Quoted passage -
****************

Translated from the French by Tom Sunic
Below is the interview A. de Benoist gave recently to Boulevard Voltaire.
Q: Despite repeated promises of politicians, both from the right and the left, nothing seems to be stopping the rise in unemployment. Is it something inevitable?
A: Officially, there are 3.5 million unemployed in France, which means that the unemployment rate stands today at 10.3%. This figure, however, varies depending on how it is being computed. The official statistics take into account only the category “A”, i.e. those who are unemployed and who are actively looking for a job, while leaving out the categories “B”, “C”, “D” and “E”, i.e. those looking for a job although having had some reduced work activity as of lately; those who have stopped looking for a job but are still unemployed; those receiving training; those in traineeship; those working under “subsidized contracts”, etc. When adding together all these categories, one reaches the real unemployment rate of 21.1% (more than double the official figure). If we refer to the overall rate of the inactive population of working age, then we arrive at 35.8%. Moreover, if we were to take into account insecure, part-time, or short-term jobs, as well as the number of the “working poor”, etc., then this figure keeps getting higher.
Undoubtedly, changes in unemployment depend on the official policies—but only to some extent. Today’s unemployment is no longer of a cyclical nature, but primarily structural, something many have not fully understood yet. This means that work is becoming a scarce commodity. The jobs that have been lost are less and less being replaced by other job openings. Of course, the expansion of the service sector is real; yet the service sector does not generate capital. Moreover, twenty years down the road almost half of those service sector jobs will be replaced by networked machines. To imagine, therefore, that someday we shall return to full employment is an illusion.

****************

Data provided -
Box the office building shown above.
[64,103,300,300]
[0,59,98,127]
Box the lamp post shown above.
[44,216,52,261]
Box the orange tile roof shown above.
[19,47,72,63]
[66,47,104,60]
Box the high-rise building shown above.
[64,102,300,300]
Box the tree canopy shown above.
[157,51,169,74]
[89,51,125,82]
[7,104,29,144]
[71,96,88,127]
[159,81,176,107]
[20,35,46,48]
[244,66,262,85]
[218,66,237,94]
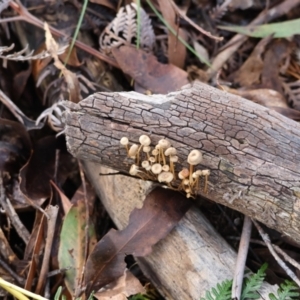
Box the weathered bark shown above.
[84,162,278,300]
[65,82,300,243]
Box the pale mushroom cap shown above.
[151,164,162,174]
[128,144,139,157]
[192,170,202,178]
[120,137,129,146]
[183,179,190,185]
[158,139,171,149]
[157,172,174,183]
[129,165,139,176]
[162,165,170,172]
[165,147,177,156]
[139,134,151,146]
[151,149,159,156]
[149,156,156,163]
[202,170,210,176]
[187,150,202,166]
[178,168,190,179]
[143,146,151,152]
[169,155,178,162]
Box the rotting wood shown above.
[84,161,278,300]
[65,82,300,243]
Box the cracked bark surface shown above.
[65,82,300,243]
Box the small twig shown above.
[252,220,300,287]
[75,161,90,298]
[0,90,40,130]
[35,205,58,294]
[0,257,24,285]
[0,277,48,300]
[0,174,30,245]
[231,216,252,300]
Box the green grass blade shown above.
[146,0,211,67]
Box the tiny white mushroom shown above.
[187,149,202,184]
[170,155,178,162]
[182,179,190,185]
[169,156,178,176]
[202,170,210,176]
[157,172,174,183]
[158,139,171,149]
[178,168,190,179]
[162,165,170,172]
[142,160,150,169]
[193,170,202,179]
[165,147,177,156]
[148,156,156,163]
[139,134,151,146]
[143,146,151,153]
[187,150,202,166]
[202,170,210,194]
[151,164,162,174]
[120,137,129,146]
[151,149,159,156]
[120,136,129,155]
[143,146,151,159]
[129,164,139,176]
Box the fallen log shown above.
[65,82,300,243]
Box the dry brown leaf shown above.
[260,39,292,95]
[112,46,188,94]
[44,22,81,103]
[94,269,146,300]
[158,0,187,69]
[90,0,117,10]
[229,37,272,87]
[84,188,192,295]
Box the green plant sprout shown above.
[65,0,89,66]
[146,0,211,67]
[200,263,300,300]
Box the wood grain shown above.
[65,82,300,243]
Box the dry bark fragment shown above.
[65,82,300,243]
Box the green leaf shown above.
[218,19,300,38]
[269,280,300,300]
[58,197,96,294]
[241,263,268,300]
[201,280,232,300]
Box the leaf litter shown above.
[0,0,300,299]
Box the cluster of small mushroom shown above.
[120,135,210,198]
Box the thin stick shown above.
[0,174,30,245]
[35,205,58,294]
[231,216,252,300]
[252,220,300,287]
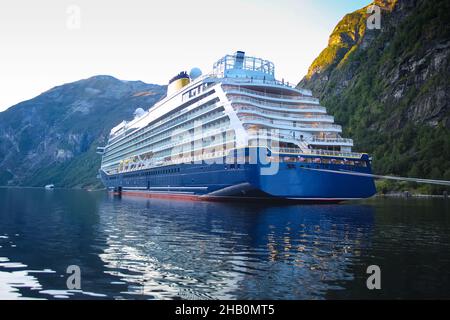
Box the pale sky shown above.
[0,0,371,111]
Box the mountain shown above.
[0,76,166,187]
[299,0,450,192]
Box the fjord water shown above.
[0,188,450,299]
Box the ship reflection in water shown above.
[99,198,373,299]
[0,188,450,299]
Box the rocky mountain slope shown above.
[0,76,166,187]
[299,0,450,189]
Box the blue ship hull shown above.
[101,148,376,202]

****************

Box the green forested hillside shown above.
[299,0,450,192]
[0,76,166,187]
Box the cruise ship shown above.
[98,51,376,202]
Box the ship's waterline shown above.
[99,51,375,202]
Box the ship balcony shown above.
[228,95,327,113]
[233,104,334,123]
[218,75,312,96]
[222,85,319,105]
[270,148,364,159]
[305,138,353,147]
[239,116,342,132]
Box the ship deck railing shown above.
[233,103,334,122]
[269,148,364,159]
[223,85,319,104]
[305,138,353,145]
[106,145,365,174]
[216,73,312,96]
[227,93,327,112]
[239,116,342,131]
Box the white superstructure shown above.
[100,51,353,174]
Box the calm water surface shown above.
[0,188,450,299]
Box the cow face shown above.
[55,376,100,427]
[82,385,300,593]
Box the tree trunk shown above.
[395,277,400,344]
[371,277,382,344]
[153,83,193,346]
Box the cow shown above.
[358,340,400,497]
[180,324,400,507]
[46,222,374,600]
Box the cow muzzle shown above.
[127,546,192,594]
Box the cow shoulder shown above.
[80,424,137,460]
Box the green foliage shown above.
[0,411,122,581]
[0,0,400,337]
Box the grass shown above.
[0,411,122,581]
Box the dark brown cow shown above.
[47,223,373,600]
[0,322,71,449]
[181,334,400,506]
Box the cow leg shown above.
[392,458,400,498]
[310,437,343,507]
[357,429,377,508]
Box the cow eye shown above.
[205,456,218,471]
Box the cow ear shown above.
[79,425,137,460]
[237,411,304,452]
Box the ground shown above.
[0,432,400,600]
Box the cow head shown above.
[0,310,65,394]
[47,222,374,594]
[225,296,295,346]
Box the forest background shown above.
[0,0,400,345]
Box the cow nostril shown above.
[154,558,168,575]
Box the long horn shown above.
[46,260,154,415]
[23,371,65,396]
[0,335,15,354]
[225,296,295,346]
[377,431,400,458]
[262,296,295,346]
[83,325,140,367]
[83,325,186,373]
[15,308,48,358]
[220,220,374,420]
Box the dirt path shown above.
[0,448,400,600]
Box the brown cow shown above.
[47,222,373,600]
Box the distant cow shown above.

****************

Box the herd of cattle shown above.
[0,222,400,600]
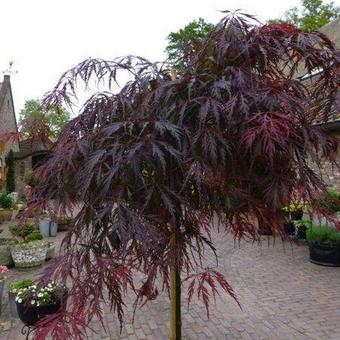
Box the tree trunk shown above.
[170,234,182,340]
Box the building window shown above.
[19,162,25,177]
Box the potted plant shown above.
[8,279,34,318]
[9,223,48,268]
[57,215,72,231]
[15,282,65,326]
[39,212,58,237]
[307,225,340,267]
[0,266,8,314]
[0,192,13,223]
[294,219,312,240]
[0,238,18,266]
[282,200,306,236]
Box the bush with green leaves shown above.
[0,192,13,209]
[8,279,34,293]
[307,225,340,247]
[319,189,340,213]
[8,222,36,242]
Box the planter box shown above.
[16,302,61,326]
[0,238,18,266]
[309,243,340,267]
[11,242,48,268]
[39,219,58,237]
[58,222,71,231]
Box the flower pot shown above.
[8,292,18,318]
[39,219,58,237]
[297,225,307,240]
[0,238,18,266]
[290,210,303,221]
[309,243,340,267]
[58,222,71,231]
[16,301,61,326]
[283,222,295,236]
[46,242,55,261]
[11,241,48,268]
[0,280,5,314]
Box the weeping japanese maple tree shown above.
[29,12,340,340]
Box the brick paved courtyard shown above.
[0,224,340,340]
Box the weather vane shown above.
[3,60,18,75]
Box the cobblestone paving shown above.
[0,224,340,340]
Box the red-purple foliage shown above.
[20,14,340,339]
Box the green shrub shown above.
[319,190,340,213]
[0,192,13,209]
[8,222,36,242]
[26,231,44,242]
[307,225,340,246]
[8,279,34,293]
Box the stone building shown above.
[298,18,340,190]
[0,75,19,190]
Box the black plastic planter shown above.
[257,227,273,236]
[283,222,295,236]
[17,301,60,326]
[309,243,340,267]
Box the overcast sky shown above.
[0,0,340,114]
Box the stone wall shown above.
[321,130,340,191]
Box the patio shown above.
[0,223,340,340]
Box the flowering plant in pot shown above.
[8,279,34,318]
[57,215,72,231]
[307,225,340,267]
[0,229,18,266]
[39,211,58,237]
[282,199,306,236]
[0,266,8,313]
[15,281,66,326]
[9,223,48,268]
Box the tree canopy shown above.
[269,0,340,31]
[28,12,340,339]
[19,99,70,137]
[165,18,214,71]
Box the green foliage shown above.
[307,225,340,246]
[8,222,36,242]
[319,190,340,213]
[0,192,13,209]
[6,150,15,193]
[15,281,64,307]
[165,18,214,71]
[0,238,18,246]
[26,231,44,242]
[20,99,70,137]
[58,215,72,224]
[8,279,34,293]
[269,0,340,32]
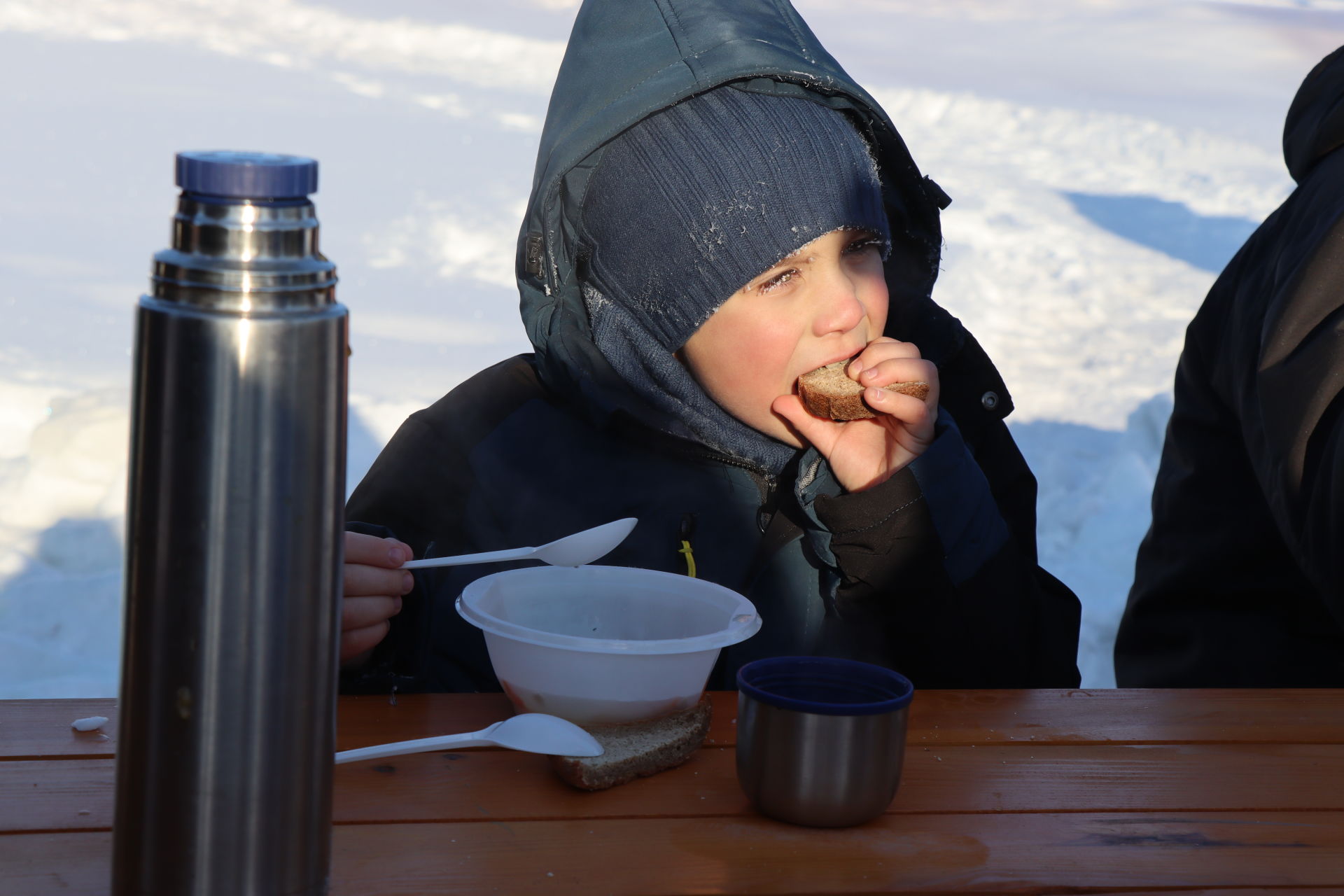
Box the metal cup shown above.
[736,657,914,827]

****************

Stated problem 1 - In the unemployment interview, what is the real unemployment rate in France once all the job-seeker categories are added together?
Stated problem 2 - Go on with the unemployment interview from the point where it stops.

Response 1 - 21.1%, more than double the official figure.

Response 2 -
Q: There are people who live in order to work and others who work in order to live. Aren’t those who refuse to lose their lives in order to earn it part and parcel of some ancestral wisdom? Is work really a value in itself?
A: What needs to be pointed out is that what we call “work” today has no relationship whatsoever with what used to be productive activity of the past centuries, namely a simple “metabolization” of the nature. Neither is work a synonym of activity, nor of employment. The near universal spreading of wage labor was already a revolution of sorts to which the masses remained hostile for a very long period of time. The reason for that is that they had been accustomed to the consumption of the assets of their own labor only and never viewed labor as means of acquiring the assets of others, or in other words, to work in order to purchase the results of the labor of others.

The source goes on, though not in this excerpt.